Goal of the exercise:
In the items below, take the lines starting at the one containing "In the photo above, where can the lamp" and ending at the one containing "column 568, row 786". Express them as a JSON list of strings with one string per line, leaving out any blank lines.

Records for processing:
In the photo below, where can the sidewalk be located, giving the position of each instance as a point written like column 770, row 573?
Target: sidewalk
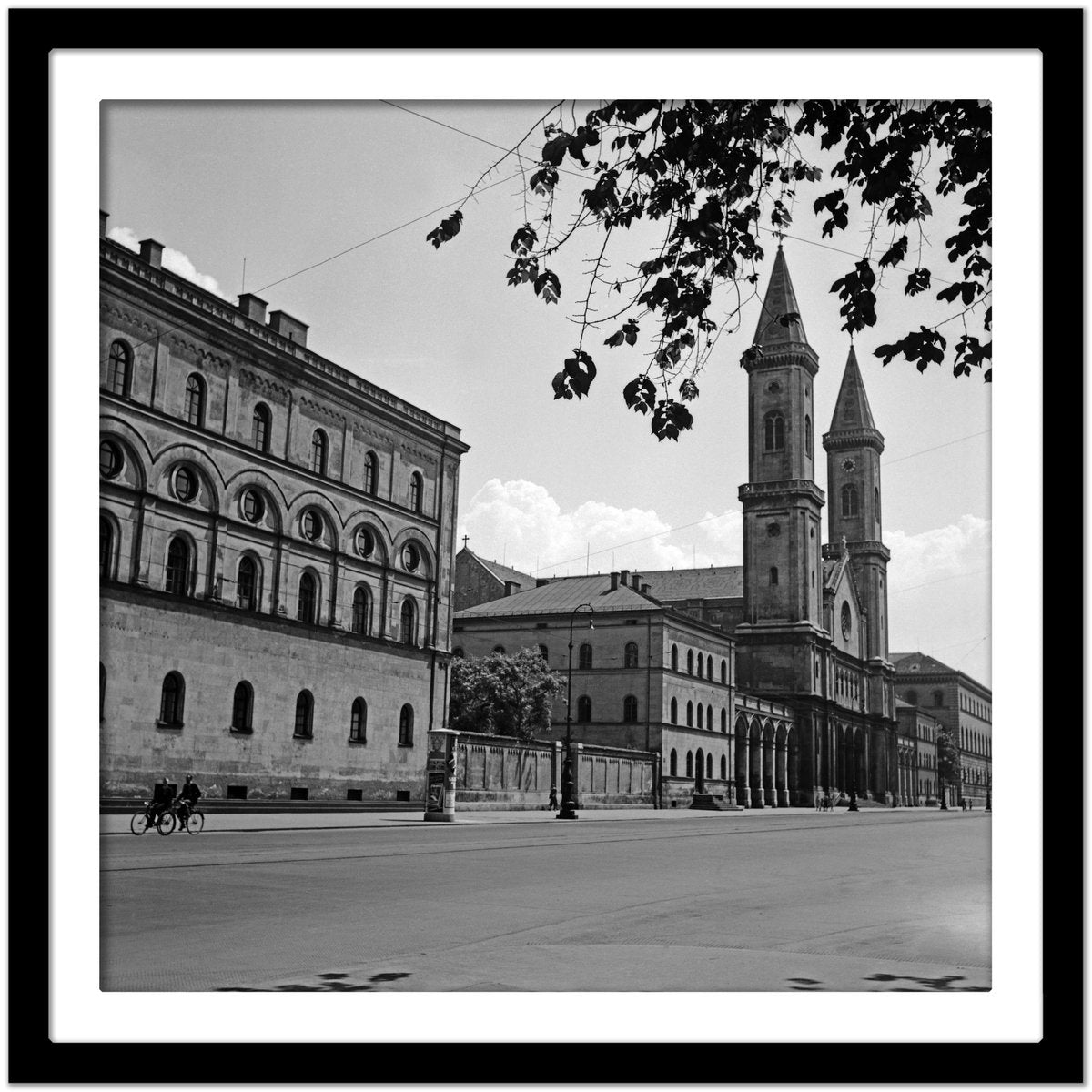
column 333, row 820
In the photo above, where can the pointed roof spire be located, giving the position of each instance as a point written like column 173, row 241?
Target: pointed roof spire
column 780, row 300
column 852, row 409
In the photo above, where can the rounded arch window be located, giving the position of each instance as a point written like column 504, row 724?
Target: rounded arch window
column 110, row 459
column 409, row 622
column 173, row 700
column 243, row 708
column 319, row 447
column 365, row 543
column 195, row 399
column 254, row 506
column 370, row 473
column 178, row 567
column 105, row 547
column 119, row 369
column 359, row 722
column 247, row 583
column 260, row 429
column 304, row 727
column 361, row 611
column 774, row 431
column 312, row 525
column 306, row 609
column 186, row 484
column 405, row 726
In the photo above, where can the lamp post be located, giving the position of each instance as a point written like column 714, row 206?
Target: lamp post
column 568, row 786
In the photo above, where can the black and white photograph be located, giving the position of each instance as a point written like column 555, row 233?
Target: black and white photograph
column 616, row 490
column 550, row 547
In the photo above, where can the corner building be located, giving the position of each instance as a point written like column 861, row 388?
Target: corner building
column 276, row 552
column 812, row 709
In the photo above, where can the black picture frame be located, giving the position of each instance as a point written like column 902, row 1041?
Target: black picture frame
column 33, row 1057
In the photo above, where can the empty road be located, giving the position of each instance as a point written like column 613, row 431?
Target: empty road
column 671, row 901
...
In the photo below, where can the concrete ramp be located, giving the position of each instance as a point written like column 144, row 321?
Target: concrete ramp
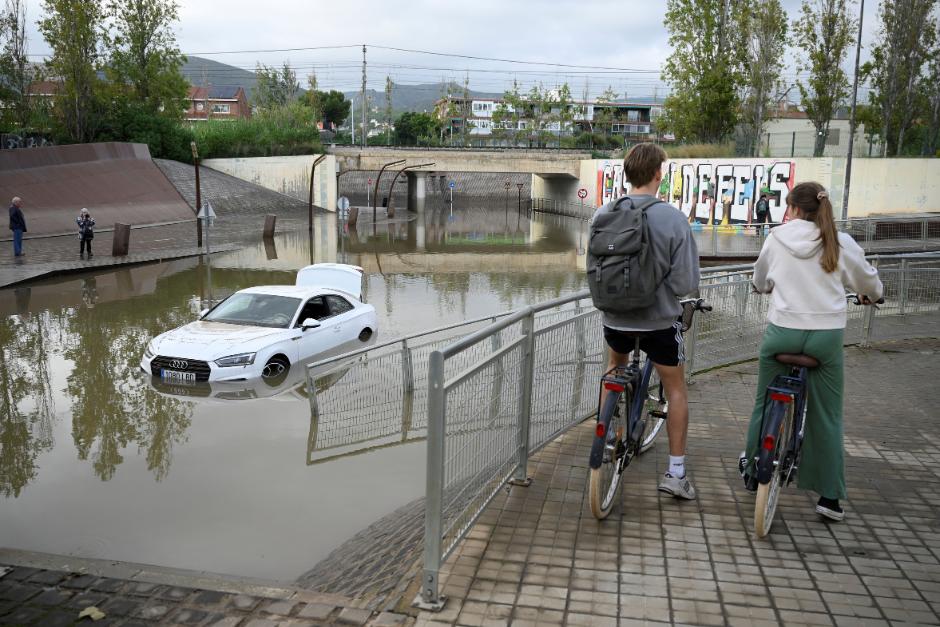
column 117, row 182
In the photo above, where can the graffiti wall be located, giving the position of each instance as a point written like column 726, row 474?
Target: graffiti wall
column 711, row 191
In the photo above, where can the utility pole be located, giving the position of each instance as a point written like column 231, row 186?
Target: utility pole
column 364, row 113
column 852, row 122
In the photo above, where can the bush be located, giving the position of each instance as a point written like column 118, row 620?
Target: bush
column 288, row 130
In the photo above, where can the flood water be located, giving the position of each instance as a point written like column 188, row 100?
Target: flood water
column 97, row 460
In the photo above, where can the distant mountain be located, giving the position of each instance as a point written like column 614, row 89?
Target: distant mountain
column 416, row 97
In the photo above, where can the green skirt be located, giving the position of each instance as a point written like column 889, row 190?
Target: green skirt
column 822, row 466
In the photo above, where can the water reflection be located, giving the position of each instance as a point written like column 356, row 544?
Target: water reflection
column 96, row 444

Complete response:
[
  "In the photo above, where can the lamp post be located, giving the position of each instance as a point written like column 714, row 206?",
  "Target: lamp post",
  "column 568, row 786"
]